Return all the data, word for word.

- - - - -

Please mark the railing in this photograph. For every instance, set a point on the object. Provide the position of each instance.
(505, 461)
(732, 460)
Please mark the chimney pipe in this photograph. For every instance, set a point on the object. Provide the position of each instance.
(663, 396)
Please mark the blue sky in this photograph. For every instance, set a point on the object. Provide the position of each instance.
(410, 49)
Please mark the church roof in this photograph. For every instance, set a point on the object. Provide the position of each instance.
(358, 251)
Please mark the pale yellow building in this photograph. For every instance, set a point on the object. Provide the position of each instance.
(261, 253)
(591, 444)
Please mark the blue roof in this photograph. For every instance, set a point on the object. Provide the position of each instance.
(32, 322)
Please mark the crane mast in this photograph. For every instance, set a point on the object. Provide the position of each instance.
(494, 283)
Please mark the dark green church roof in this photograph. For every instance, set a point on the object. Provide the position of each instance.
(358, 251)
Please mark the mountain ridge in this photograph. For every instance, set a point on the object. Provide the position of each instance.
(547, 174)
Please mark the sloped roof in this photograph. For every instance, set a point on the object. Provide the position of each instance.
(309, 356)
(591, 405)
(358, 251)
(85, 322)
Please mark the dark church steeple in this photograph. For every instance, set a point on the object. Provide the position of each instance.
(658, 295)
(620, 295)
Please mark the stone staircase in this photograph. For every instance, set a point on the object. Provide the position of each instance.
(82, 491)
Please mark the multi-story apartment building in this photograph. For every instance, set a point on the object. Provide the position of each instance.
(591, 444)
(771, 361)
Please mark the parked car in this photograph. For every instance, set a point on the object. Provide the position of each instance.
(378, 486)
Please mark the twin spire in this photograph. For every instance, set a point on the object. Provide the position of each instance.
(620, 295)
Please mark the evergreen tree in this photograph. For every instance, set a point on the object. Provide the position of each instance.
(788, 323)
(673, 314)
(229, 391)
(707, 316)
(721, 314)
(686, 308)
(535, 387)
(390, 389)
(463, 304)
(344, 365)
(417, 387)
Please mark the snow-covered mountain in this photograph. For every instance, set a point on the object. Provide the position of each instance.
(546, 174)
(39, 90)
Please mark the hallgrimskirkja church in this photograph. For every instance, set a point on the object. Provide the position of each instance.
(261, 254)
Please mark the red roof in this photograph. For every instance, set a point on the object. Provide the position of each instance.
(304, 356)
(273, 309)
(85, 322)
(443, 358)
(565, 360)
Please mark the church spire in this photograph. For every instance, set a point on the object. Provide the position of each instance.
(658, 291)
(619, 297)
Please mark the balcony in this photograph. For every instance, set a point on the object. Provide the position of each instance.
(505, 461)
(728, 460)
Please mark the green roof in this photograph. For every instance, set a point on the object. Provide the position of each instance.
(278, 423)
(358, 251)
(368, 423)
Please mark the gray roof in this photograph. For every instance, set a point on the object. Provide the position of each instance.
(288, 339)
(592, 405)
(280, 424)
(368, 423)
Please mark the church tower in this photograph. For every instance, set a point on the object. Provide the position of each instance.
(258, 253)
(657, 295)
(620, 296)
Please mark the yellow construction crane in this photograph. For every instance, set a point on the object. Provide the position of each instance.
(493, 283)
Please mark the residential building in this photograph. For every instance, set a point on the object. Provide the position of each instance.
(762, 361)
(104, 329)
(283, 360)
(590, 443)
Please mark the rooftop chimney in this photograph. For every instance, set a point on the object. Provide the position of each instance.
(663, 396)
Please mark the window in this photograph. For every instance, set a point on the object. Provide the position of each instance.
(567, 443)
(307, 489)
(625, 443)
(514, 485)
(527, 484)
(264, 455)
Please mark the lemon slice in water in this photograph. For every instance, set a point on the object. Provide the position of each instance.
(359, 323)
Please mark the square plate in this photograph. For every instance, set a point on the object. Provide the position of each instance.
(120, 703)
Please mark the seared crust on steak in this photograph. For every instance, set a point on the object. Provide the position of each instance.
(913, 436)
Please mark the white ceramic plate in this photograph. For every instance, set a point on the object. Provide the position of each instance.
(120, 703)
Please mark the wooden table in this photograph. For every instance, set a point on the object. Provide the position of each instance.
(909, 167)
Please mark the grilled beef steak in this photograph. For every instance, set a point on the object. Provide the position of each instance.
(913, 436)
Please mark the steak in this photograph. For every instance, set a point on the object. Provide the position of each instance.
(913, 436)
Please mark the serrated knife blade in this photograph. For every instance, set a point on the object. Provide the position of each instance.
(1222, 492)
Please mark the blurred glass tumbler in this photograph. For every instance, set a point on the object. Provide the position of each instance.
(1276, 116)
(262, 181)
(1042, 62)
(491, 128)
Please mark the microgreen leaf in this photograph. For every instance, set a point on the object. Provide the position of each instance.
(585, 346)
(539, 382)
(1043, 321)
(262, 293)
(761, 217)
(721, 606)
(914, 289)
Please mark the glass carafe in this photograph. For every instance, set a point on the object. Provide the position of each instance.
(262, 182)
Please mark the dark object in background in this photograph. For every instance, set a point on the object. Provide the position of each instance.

- - - - -

Solution to this task:
Please mark the railing in this photograph. For every instance, set a point on the object. Provide the position of each instance.
(505, 461)
(732, 460)
Please mark the chimney pipe in this photograph. For every instance, set a point on the object. Provide the position of each instance.
(663, 396)
Please mark the blue sky in this photograph. For every instance, set a point on the object. Provide the position of each instance.
(410, 49)
Please mark the church roof in this photograph. For every instance, set a point on the object. Provide the position of each instance.
(358, 251)
Please mark the pale yellow building in this photograph. For every instance, set a point on the object. Provide the position of each instance.
(261, 253)
(591, 444)
Please mark the blue roof in this photograph. For every instance, set a point on the object. Provide the position of each instance.
(32, 322)
Please mark the crane mast in this photograph. For every instance, set a point on the object. Provide the position of each instance.
(494, 283)
Please mark the dark green church roof in this photograph. For every instance, set a point on the object. Provide the position of each instance.
(358, 251)
Please mark the mountain ridge in this photograph. For every instance, set a point on the object. Provide the position of each instance.
(547, 174)
Please mark the sloped roof in this photograph. For every instance, set a point on the object. Provide the position of each instance.
(309, 356)
(591, 405)
(358, 251)
(85, 322)
Please mark the dark church steeple in this photograph. For every instance, set a point on the object. Provide the position of each instance.
(658, 295)
(620, 295)
Please mark the stone staircase in this photograph. For every instance, set a point on the object. Provide the position of each instance.
(82, 491)
Please mark the multi-story apartment building in this photograph. For every instance, set a point on the object. Provide the position of each instance.
(591, 444)
(771, 361)
Please mark the parked car in this photograph. For every instance, set a point on the object. Provide the position of each instance.
(378, 486)
Please mark the twin spire in this photograph. For every instance, set a point on the object. Provide the position of each instance.
(620, 295)
Please mark the evergreen tree in this photograph. For every instance, set a point on the object. Provide the position of each instance.
(788, 323)
(673, 314)
(229, 391)
(707, 316)
(721, 314)
(686, 308)
(535, 387)
(390, 389)
(463, 304)
(344, 365)
(417, 387)
Please mark the snow-covered mountain in this photograph. For every instance, set a point on the object. Provide the position of each instance.
(546, 174)
(39, 90)
Please mark the hallgrimskirkja church in this photograph. For every instance, set a point on the object. Provide the position of each instance.
(261, 254)
Please mark the red roof in this photograph. For every instance, set a point on the object. Provide the position of each instance.
(304, 356)
(273, 309)
(85, 322)
(443, 358)
(565, 360)
Please mark the church spire in this photograph. For every instance, set a point on the object. Provide the position of each instance.
(658, 291)
(619, 297)
Please mark the balcony in this photograph. For every instance, set a point on the object. Provide the position of each instance.
(505, 461)
(728, 460)
Please mark the green roof in this photograph. For every instance, set a point on the object. Provide the position of each instance.
(278, 423)
(358, 251)
(368, 423)
Please mark the gray roof in this photograph. For every instance, set a point on the object. Provide the position of each instance.
(288, 339)
(592, 405)
(280, 424)
(368, 423)
Please mark the church tower in this photograph. For every instance, set a point on the object. Provide the position of each instance.
(258, 253)
(657, 295)
(620, 296)
Please mark the yellow construction crane in this photograph. For every instance, set a point on the object. Provide the position of each instance.
(493, 283)
Please mark the residential building in this photograph. For every instance, set a point on the object. Provide the position of each instance.
(762, 361)
(104, 329)
(283, 360)
(590, 443)
Please mark the rooftop chimney in this photograph. For every instance, set a point on the object. Provide the position of each instance.
(663, 396)
Please mark the window in this photograph. For every instance, set a point on the object. Provide the position of each instance.
(567, 443)
(307, 489)
(625, 443)
(514, 485)
(527, 484)
(264, 455)
Please mark the lemon slice in water in this photograph. For every instance, set a point on the object. Provide the position of each instance.
(359, 323)
Please mark the square plate in this photograph. For every instance, set a point on the object. Provide the position of each instance.
(120, 703)
Please mark the seared crust on steak in this photograph. For every instance, set a point on the object. Provide the position of each instance.
(913, 436)
Please mark the white ceramic plate in this photograph. For every instance, set a point on the object. Provide the position of each instance.
(120, 703)
Please mark the wooden table in this photograph. For every instance, set a point on the object. Provide the position of each instance.
(909, 167)
Please mark the grilled beef steak in this photograph. For every instance, set a point on the object. Provide the position of each instance.
(913, 436)
Please mark the steak in this photograph. For every instance, set a point on the object. Provide the position of each instance.
(913, 436)
Please mark the serrated knife blade in this photograph. For every instance, set a point on the object. Provide the position of each instance.
(1222, 492)
Please mark the blurred glass tumbler in this photograph. For every instance, set a point on the object. Provide the position of each instance.
(1276, 116)
(262, 181)
(1042, 62)
(491, 128)
Please mark the microgreen leaf in this photograph. For every instance, set a point on the object. Provide the position of each instance.
(585, 346)
(539, 382)
(1043, 321)
(262, 293)
(761, 217)
(721, 606)
(914, 289)
Please mark the glass carafe in this photograph. For every instance, set a point on the object. Provide the position of each instance.
(262, 182)
Please mark the dark object in background in this photograph. For every instance, set a point on the object. Provide the position of each instance.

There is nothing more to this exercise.